• Task instructions
1. Reproduce the passage of the post about moving to Brazil from "For example, there" up to and including "is out there.".
2. Based on the post about moving to Brazil, explain why Brazilian cities usually have a bakery every few blocks.

• Text section
#####

It's been a while... A. has arrived in Brazil, spent 2 weeks in Brasília and is now in São Paulo. I'm really proud of his courage and fearlessness in taking on the challenge of a new country. Different from the other places we've lived, now he is a foreigner and I'm a local. Previously we had both always been foreigners which has good and bad sides to it. If both are foreigners you can both bitch and sigh at the idiosyncratic ways of the new place but you have to figure your way around. If one is a local, figuring things out is easier but sensitivities about the new place are also higher (in this case, from my side).

Not this one...

For example, there are tons of bakeries in Brazil, usually one every few blocks (in cities) since Brazilians like to get their breakfast bread fresh each day. This is something that I always missed while living abroad so I did not take it too nicely when A. asked: "Where can I find bread like in France?". Well, first of, the French are renown worldwide for the quality of their bread so it seems a bit much to expect to find it in any bakery in São Paulo. I think it is a matter of adjusting expectations with what the country has to offer and also about figuring out what is out there.

This one!!

#####

• Data extracted from a collection
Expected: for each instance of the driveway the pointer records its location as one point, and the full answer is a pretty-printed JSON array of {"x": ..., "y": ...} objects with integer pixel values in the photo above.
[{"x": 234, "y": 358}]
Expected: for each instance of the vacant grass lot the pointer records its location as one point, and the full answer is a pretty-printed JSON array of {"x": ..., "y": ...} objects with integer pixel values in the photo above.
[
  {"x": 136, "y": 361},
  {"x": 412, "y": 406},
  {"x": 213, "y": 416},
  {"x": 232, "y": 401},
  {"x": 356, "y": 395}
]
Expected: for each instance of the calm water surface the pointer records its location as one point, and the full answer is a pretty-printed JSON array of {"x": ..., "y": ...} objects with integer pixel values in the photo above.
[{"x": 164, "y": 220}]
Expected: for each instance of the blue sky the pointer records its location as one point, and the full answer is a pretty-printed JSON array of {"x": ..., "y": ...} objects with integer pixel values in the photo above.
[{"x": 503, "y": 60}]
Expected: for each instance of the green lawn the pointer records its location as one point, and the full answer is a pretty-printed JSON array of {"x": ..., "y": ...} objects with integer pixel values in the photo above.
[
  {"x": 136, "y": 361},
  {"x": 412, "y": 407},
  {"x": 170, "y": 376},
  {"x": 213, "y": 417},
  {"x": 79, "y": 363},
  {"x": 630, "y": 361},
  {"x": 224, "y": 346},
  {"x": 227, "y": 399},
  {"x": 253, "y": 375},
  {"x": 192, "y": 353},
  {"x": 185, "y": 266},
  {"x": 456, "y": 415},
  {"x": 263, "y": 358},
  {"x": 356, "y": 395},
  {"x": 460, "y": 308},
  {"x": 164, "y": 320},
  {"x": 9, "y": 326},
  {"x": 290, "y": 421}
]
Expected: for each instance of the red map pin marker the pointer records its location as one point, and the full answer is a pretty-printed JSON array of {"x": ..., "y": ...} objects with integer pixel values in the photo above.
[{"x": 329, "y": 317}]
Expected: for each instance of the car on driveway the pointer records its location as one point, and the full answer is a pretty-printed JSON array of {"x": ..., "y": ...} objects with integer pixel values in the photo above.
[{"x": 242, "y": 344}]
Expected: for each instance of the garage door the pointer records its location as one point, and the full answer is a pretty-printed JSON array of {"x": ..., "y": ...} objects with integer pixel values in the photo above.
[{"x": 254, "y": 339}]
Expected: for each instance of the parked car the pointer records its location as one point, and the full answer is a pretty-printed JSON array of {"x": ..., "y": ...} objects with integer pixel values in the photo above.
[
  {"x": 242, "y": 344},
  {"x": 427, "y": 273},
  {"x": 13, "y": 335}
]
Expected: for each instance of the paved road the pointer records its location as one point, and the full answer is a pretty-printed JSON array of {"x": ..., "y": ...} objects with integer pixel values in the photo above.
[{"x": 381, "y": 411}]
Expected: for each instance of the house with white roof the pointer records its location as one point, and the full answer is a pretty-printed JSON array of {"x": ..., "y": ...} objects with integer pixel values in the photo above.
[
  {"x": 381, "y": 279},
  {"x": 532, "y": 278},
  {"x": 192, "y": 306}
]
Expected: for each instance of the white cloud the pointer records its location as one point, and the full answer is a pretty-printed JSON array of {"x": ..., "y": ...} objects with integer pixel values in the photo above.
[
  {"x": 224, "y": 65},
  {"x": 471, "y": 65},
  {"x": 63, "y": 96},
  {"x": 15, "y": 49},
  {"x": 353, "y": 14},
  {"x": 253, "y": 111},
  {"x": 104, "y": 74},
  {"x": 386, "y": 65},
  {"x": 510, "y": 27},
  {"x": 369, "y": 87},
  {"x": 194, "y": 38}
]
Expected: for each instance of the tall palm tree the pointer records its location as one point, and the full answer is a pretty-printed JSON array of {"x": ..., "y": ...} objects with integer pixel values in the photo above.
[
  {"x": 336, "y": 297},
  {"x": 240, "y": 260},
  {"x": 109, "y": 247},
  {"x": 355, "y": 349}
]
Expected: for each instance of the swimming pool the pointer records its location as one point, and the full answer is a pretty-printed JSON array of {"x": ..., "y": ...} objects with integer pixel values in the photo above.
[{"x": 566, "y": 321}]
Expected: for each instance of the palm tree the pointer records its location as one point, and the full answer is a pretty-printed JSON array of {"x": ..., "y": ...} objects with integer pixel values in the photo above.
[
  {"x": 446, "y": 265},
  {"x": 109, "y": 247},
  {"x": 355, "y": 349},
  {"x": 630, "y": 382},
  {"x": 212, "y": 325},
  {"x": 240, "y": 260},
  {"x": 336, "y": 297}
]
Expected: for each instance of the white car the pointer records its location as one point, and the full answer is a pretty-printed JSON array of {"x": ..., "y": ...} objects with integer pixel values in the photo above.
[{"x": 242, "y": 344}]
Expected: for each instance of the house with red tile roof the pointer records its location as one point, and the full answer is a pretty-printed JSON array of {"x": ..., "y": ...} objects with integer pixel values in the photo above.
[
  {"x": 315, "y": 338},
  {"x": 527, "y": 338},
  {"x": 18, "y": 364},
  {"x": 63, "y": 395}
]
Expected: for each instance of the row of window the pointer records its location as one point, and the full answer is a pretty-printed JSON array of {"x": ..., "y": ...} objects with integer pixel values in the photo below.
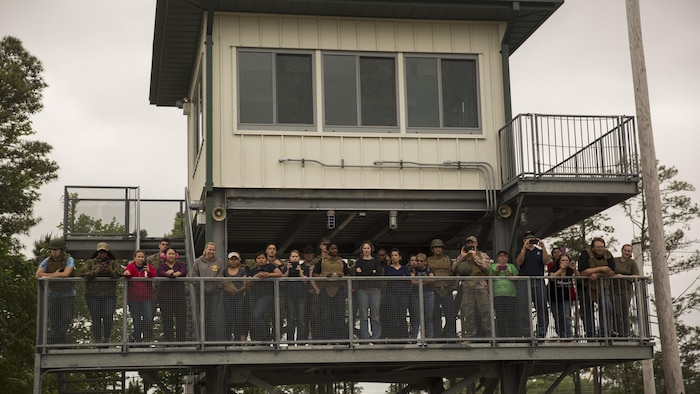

#####

• Expected answers
1.
For example, there are tons of bakeries in Brazil, usually one every few blocks (in cities) since Brazilians like to get their breakfast bread fresh each day. This is something that I always missed while living abroad so I did not take it too nicely when A. asked: "Where can I find bread like in France?". Well, first of, the French are renown worldwide for the quality of their bread so it seems a bit much to expect to find it in any bakery in São Paulo. I think it is a matter of adjusting expectations with what the country has to offer and also about figuring out what is out there.

2. Bakeries are that common because Brazilians like to get their breakfast bread fresh each day.